> [Stated goal 1]: Output everything from "The challenge is" down to "three key reasons." in the article on engineering and Africa's growth below, character for character.

> [Quoted passage]:

——

Engineering is the engine that will power Africa’s Growth

Engineering is the engine that will power Africa’s Growth


Africa is experiencing remarkable economic growth against all odds. The International Monetary Fund has projected that the continent will grow by 6.1 per cent in 2014, compared to the world average of 3.7 per cent. The trends are accompanied by growing interest in sustainable and inclusive growth among African leaders.

The challenge is how to sustain this impressive growth and spread its benefits. The answer to this question lies largely in Africa’s age-old challenge: poor infrastructure.

The World Bank projects that Africa will need to invest US$93 billion a year over the next decade to meet its infrastructure shortfalls.

However, the focus on financing tends to overshadow the fact the capacity to mobilise and utilise such resources will be limited by the continent’s low level of engineering capacity. Building such capacity rapidly is important for three key reasons.

——

> [Information shown]:
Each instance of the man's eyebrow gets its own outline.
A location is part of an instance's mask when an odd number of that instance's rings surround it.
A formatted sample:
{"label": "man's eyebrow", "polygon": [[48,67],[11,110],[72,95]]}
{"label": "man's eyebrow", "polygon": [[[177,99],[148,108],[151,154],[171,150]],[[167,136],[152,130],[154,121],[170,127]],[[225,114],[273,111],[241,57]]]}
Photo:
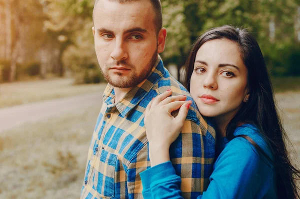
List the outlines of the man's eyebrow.
{"label": "man's eyebrow", "polygon": [[108,33],[108,34],[114,34],[114,32],[113,31],[104,28],[104,27],[102,27],[102,28],[97,29],[97,32],[106,32],[106,33]]}
{"label": "man's eyebrow", "polygon": [[124,32],[124,34],[128,34],[128,33],[130,33],[130,32],[140,32],[146,33],[146,32],[148,32],[148,31],[146,29],[142,28],[139,27],[134,27],[132,28],[130,28],[130,29],[126,30]]}

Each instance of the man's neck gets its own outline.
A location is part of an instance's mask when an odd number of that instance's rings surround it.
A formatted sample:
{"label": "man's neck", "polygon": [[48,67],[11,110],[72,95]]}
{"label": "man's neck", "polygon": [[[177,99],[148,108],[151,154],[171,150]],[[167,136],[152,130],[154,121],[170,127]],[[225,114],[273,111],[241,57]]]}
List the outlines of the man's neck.
{"label": "man's neck", "polygon": [[114,95],[116,96],[114,102],[120,101],[126,95],[126,93],[128,93],[132,89],[132,88],[120,88],[114,87]]}

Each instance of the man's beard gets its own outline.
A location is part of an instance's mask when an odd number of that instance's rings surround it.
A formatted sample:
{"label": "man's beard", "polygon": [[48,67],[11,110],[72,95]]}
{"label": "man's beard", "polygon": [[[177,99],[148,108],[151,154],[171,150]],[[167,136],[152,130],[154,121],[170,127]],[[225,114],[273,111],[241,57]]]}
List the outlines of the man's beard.
{"label": "man's beard", "polygon": [[[156,63],[157,57],[158,49],[156,48],[151,59],[148,62],[145,68],[142,71],[139,76],[138,76],[136,73],[136,66],[122,60],[118,62],[106,64],[105,71],[103,71],[102,70],[102,73],[107,82],[114,87],[120,88],[133,87],[142,82],[148,77],[154,66],[154,64]],[[108,74],[109,68],[116,65],[121,65],[130,69],[131,74],[128,76],[122,77],[122,73],[116,73],[116,75],[118,76],[118,80],[112,80],[112,77]],[[139,66],[137,66],[138,67]]]}

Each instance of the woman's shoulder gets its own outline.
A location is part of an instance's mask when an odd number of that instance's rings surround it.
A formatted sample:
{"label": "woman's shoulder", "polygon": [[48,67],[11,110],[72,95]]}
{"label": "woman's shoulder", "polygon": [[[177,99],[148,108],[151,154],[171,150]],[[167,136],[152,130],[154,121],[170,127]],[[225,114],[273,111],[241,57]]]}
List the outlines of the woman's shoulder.
{"label": "woman's shoulder", "polygon": [[224,150],[234,150],[244,157],[255,156],[273,167],[274,159],[270,144],[254,125],[245,124],[240,126],[236,129],[234,135],[236,137],[227,143]]}

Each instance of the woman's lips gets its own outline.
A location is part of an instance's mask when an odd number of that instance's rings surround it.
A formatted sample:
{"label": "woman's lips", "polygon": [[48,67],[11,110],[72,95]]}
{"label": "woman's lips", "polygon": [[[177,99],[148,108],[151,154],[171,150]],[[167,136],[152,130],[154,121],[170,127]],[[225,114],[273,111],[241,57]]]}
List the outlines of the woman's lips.
{"label": "woman's lips", "polygon": [[200,99],[206,104],[214,104],[220,101],[210,95],[206,94],[202,95],[200,97]]}

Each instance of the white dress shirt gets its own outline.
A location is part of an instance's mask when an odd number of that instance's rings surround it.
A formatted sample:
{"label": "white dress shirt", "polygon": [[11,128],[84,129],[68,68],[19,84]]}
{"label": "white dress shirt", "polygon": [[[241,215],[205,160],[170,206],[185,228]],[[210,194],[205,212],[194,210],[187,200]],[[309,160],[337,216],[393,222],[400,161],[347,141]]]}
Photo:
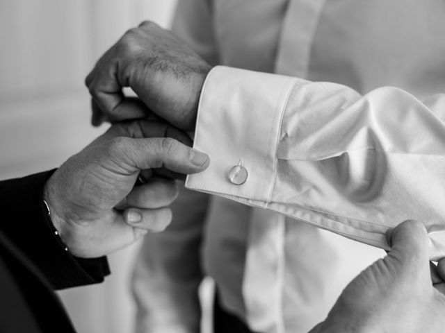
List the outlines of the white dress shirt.
{"label": "white dress shirt", "polygon": [[[211,164],[186,182],[222,198],[181,197],[171,228],[147,239],[140,327],[196,330],[197,307],[181,303],[195,301],[201,239],[222,306],[265,333],[307,332],[382,255],[320,228],[387,248],[385,231],[415,219],[431,258],[445,255],[444,19],[436,0],[179,1],[176,33],[229,67],[202,92],[194,146]],[[188,222],[204,227],[179,236],[197,207]]]}

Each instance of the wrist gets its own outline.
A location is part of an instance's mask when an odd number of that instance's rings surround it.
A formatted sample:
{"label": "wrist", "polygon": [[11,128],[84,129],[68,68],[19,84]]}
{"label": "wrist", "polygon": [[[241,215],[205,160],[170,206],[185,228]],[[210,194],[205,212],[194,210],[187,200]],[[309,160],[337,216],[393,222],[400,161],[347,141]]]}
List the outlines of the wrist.
{"label": "wrist", "polygon": [[65,225],[67,225],[67,223],[65,219],[60,217],[60,212],[61,209],[61,204],[57,199],[57,197],[59,196],[59,195],[56,193],[56,187],[54,185],[54,175],[51,176],[44,185],[43,200],[47,205],[51,222],[58,233],[58,235],[62,238],[62,239],[63,239],[64,237],[66,236]]}

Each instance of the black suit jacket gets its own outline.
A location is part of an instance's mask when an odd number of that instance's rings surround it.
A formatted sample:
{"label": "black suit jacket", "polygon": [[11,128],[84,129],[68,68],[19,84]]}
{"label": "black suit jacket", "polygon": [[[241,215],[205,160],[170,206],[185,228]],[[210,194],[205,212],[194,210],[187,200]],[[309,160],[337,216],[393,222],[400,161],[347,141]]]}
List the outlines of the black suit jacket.
{"label": "black suit jacket", "polygon": [[100,282],[105,257],[81,259],[54,234],[43,203],[52,171],[0,182],[0,332],[74,332],[54,289]]}

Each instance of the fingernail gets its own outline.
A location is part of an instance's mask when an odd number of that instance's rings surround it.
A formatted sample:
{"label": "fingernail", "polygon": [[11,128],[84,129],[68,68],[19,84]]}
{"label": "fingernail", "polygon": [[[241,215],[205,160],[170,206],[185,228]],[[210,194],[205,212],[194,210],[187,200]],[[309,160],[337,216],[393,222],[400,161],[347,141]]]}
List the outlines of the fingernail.
{"label": "fingernail", "polygon": [[202,166],[207,162],[207,155],[204,153],[194,149],[191,149],[190,152],[190,160],[195,165]]}
{"label": "fingernail", "polygon": [[139,212],[130,210],[127,216],[129,223],[137,223],[142,220],[142,215]]}

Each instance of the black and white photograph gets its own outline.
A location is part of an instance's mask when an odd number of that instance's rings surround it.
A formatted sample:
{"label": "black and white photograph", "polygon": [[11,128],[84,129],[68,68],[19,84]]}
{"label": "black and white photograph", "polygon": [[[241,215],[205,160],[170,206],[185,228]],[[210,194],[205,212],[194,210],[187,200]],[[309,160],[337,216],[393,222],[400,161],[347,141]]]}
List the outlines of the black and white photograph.
{"label": "black and white photograph", "polygon": [[445,1],[0,0],[0,333],[445,332]]}

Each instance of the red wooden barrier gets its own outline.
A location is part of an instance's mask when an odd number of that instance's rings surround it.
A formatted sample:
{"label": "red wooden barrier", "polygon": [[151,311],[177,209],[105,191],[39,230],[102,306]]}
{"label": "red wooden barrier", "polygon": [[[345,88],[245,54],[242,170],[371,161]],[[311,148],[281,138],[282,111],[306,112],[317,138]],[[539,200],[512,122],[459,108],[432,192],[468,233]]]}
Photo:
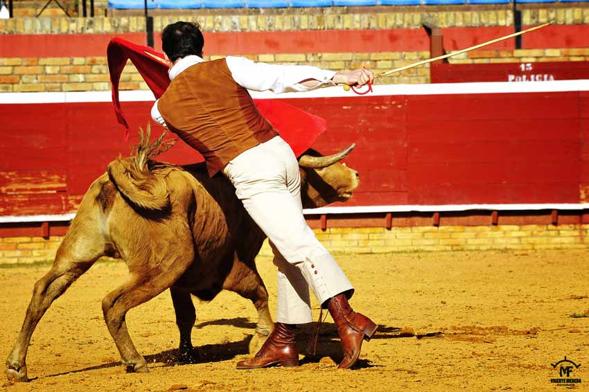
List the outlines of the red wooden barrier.
{"label": "red wooden barrier", "polygon": [[432,83],[572,80],[589,79],[589,62],[439,64],[430,72]]}
{"label": "red wooden barrier", "polygon": [[[325,118],[315,147],[346,159],[346,205],[578,203],[589,197],[589,93],[285,99]],[[132,129],[152,103],[123,103]],[[71,212],[123,141],[109,103],[0,105],[0,215]],[[155,133],[158,128],[154,126]],[[179,143],[161,157],[185,163]]]}

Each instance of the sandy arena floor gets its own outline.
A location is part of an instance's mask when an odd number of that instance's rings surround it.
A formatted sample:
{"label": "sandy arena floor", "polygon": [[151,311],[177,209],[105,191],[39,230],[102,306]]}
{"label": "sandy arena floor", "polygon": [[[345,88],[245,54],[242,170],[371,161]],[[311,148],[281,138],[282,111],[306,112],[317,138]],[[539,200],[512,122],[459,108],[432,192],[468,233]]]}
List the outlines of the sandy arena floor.
{"label": "sandy arena floor", "polygon": [[[21,391],[546,391],[568,359],[571,377],[589,389],[589,253],[455,252],[338,258],[356,287],[352,305],[380,325],[363,346],[359,368],[338,371],[339,341],[331,317],[317,355],[304,357],[312,325],[299,339],[302,366],[237,371],[256,321],[251,303],[223,292],[196,303],[197,364],[175,361],[177,332],[168,292],[127,317],[149,374],[125,373],[103,320],[100,300],[126,276],[122,262],[98,262],[56,301],[33,337]],[[276,270],[258,261],[275,306]],[[0,353],[12,349],[33,285],[49,265],[0,269]],[[197,302],[195,300],[195,302]],[[315,303],[315,308],[316,303]],[[319,310],[315,309],[316,314]],[[401,336],[413,330],[418,338]],[[406,331],[407,332],[407,331]],[[441,333],[436,333],[441,332]],[[6,379],[5,379],[6,380]],[[186,391],[186,389],[184,389]]]}

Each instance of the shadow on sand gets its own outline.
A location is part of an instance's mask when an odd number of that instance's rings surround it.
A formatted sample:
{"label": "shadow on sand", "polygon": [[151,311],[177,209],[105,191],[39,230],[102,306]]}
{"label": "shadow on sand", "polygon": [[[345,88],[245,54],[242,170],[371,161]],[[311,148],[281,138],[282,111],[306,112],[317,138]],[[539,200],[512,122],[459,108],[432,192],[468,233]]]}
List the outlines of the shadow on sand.
{"label": "shadow on sand", "polygon": [[[343,359],[343,355],[342,348],[340,346],[337,328],[333,323],[324,322],[322,323],[317,345],[317,352],[315,355],[310,355],[309,353],[309,342],[313,337],[315,325],[315,323],[312,323],[300,326],[297,328],[297,346],[299,348],[299,352],[304,355],[304,357],[300,362],[300,364],[319,364],[321,362],[322,358],[326,357],[330,357],[335,364],[340,363]],[[222,319],[200,323],[195,325],[194,328],[195,329],[200,329],[204,327],[213,326],[233,326],[254,330],[256,327],[256,323],[249,321],[245,317],[236,317],[234,319]],[[441,332],[410,335],[404,333],[402,328],[381,325],[378,326],[378,329],[372,339],[398,339],[402,337],[416,337],[417,339],[421,339],[423,337],[435,337],[440,335],[441,335]],[[188,356],[181,356],[177,349],[173,349],[166,350],[157,354],[146,355],[145,356],[145,359],[148,364],[159,363],[164,364],[164,366],[228,361],[233,359],[237,355],[247,355],[248,353],[248,345],[251,339],[252,335],[247,335],[244,337],[243,339],[238,341],[218,344],[205,344],[195,348],[193,352]],[[56,377],[58,375],[122,366],[123,363],[118,361],[53,374],[46,377]],[[354,368],[365,368],[376,366],[378,366],[378,365],[372,363],[370,360],[359,359]]]}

——

> [Stated goal 2]: Filter the records above, keeping every line that contains the string "dress" with matching case.

> [Written solution 1]:
The challenge is how to sustain this impressive growth and spread its benefits. The answer to this question lies largely in Africa’s age-old challenge: poor infrastructure.

The World Bank projects that Africa will need to invest US$93 billion a year over the next decade to meet its infrastructure shortfalls.

However, the focus on financing tends to overshadow the fact the capacity to mobilise and utilise such resources will be limited by the continent’s low level of engineering capacity. Building such capacity rapidly is important for three key reasons.

> [Written solution 2]:
Each instance of the white dress shirt gets its own outline.
{"label": "white dress shirt", "polygon": [[11,128],[84,129],[68,68],[19,84]]}
{"label": "white dress shirt", "polygon": [[[241,215],[205,160],[170,206],[185,228]],[[210,194],[205,212],[194,210],[187,200]],[[309,160],[337,216],[393,222],[400,161],[347,141]]]}
List the outlines of the white dress shirt.
{"label": "white dress shirt", "polygon": [[[211,164],[186,182],[222,198],[181,197],[171,228],[147,239],[140,327],[196,330],[197,307],[181,303],[195,301],[201,239],[222,306],[265,333],[307,332],[382,255],[320,228],[387,248],[385,231],[415,219],[431,258],[445,255],[444,19],[436,0],[179,1],[176,33],[229,67],[202,92],[194,146]],[[188,222],[204,227],[179,236],[197,207]]]}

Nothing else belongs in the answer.